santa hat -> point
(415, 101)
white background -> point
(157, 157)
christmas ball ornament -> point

◆ Your assignment ◆
Transcribe every record above word for word.

◆ Reply to the exercise ◆
santa hat -> point
(415, 101)
white background -> point
(157, 157)
christmas ball ornament -> point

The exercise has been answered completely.